**Your objective**
Retype each of the rows below without changing a single character.

**Recorded data**

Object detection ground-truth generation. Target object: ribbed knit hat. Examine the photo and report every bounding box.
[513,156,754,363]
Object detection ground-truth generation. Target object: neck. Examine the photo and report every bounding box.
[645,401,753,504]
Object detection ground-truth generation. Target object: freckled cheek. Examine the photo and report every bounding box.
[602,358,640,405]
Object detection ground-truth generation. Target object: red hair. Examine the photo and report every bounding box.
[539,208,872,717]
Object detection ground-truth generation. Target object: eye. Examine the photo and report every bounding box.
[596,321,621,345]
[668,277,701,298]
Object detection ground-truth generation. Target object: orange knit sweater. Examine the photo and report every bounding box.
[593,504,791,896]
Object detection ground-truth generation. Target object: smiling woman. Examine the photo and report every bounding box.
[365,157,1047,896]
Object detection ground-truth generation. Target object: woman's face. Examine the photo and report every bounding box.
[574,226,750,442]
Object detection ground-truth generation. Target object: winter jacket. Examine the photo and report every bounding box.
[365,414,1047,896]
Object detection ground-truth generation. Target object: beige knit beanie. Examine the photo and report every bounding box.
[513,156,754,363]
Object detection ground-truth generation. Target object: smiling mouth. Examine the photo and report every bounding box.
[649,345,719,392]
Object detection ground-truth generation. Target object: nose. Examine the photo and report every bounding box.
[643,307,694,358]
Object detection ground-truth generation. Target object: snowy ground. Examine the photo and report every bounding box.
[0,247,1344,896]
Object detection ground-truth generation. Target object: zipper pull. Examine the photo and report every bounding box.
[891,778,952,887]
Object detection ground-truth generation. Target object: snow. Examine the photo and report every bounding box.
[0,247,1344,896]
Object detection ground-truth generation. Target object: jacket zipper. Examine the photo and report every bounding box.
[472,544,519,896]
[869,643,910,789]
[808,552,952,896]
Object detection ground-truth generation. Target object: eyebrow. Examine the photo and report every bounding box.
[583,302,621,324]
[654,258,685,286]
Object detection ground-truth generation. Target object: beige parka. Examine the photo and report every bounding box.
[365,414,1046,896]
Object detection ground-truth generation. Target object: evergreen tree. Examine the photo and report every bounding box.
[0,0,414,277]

**Answer to this problem**
Object detection ground-truth generation. Target object: ribbed knit hat. Examine the photo and report every bounding box.
[513,156,754,363]
Object detection ground-truth generation. Target object: neck. Examine the photo and report every bounding box.
[645,401,753,504]
Object detection ground-truth generation. Target object: freckled cheek. Examine the photo and report every bounding box.
[602,358,640,405]
Object detection ground-truth generation. Target object: red hair. Examine the photo and report every bounding box.
[539,208,872,717]
Object detection ground-truth generation. Target object: eye. Examine the photo and report every bounding box.
[596,321,621,345]
[668,277,701,298]
Object detection ground-truth generation. Target object: orange knit sweater. Examine the photo and report every bounding box.
[593,504,791,896]
Object detection ground-truth generation. Target object: smiling woman. Examine the photo and report every bounding box.
[365,157,1047,896]
Object detection ground-truth generation. Target object: woman's face. Examine the photo and report every bounding box.
[574,226,750,442]
Object detection ground-truth generation. Target object: winter jacket. Examine the photo and report every bounding box.
[365,414,1047,896]
Object detection ground-truth generation. Target object: beige knit beanie. Examine the photo and report every bounding box.
[513,156,754,363]
Object detection ground-truth generation. Target object: smiling mouth. Examine the photo and report every bounding box.
[649,345,719,392]
Object detection ground-truth generation. Target object: nose. Examine the photo and report every bounding box.
[643,307,694,358]
Object detection ground-truth generation. Target object: snowy ground. Examine the photo and report every bounding box.
[0,247,1344,896]
Object detection ground-truth generation. Target object: zipper pull. Examine the photo and report every bounding box.
[891,778,952,887]
Object detection ground-truth generation. Target object: snow. Examine the photo and report every bounding box.
[0,247,1344,896]
Object detection ground-truth generation. Target object: jacket zipper. Examine the photo and report every bounding box.
[472,544,519,896]
[869,643,910,789]
[808,552,952,896]
Object detection ground-truth generation. Target object: eyebrow. Examine the photo and report every bounding box.
[583,302,621,324]
[654,258,685,286]
Object detection ground-truth generation. Target object: beige parka. Examine the photo and report every bounding box.
[365,414,1046,896]
Object detection ground-truth generation. Target object: evergreen tree. Examine the photo and report every bounding box.
[0,0,414,277]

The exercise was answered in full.